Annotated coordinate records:
·····
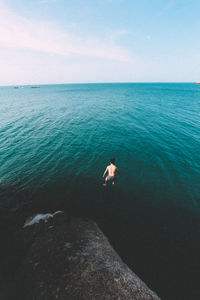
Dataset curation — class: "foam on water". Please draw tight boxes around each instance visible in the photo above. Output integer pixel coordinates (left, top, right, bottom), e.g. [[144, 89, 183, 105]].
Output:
[[23, 211, 63, 228]]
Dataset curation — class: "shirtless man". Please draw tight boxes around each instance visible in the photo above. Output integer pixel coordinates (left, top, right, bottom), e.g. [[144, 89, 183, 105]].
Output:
[[103, 158, 120, 186]]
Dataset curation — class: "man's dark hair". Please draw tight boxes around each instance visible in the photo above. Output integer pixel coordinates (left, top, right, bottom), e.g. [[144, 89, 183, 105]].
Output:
[[110, 158, 115, 164]]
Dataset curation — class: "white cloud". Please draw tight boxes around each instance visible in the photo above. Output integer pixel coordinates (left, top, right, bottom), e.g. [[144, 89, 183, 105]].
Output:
[[0, 4, 132, 62]]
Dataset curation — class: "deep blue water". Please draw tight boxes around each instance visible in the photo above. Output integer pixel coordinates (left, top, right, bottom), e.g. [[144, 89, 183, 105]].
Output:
[[0, 83, 200, 299]]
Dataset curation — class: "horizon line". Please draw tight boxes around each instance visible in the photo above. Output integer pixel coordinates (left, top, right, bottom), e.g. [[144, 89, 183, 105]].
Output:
[[0, 81, 198, 87]]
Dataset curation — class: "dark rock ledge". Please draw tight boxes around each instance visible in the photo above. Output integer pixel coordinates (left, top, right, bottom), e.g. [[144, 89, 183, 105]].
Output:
[[8, 213, 159, 300]]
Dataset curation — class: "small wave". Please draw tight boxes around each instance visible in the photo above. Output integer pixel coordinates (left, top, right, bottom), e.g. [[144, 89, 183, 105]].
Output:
[[23, 210, 63, 228]]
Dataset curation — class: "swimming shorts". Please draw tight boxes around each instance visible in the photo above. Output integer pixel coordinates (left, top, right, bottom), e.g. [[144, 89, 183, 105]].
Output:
[[106, 175, 116, 181]]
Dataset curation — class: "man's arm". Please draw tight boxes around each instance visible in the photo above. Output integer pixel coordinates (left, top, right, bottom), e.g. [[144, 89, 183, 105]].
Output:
[[103, 167, 108, 177]]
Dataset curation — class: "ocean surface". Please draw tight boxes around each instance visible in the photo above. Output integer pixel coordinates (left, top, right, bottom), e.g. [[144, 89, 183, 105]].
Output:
[[0, 83, 200, 300]]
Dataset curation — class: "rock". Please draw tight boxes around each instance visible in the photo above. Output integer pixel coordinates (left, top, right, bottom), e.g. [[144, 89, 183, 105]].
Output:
[[9, 213, 159, 300]]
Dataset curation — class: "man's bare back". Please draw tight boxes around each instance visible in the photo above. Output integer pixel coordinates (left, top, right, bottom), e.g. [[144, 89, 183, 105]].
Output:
[[103, 158, 120, 186]]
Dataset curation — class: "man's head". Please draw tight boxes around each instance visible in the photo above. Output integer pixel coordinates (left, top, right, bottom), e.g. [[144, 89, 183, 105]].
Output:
[[110, 158, 115, 165]]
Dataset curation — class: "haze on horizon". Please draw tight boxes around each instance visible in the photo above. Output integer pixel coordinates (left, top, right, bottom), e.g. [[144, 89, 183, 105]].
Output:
[[0, 0, 200, 85]]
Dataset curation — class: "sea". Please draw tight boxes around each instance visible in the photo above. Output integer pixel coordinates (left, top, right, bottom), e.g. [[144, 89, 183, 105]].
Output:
[[0, 83, 200, 300]]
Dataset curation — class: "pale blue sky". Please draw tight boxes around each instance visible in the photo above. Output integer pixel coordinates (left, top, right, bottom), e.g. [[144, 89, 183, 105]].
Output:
[[0, 0, 200, 85]]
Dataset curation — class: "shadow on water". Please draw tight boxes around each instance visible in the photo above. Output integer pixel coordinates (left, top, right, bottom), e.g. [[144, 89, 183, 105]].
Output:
[[0, 179, 200, 300]]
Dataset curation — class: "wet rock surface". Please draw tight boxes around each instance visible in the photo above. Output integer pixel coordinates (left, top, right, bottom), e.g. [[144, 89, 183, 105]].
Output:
[[5, 213, 159, 300]]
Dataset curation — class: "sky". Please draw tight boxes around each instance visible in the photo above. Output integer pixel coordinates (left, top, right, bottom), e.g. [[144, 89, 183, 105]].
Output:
[[0, 0, 200, 85]]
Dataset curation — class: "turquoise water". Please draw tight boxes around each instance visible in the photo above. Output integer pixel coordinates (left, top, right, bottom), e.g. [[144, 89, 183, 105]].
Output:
[[0, 83, 200, 299]]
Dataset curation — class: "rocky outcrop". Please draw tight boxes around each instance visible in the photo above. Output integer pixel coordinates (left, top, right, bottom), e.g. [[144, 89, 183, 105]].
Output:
[[9, 213, 159, 300]]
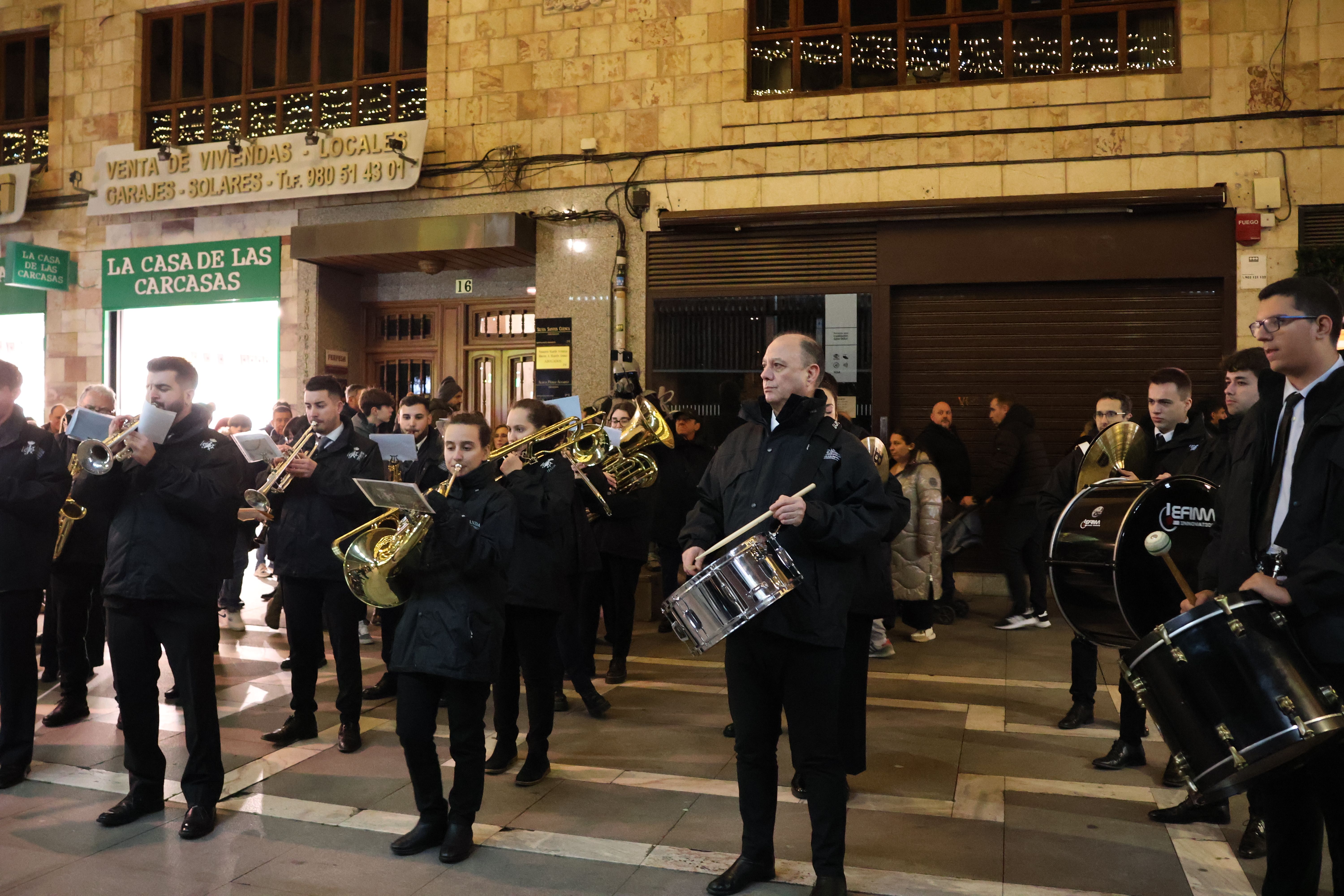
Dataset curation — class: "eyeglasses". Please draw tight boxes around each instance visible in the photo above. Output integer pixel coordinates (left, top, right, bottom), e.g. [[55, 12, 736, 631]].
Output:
[[1250, 314, 1320, 336]]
·····
* **WHAT THE EXERCISE ASKS**
Update the lines running from the start of the items through the line that contains "[[23, 211, 63, 228]]", inclusive, so that "foam on water" becomes "sea foam" and nothing else changes. Leave the pictures out of your answer.

* **SOLUTION TO THIS EXERCISE**
Dataset curation — class: "sea foam". Please draw tight boxes around each instance visible in the photo above. Output integer pixel coordinates (left, top, right, bottom), e.g. [[144, 89, 183, 105]].
Output:
[[23, 211, 63, 228]]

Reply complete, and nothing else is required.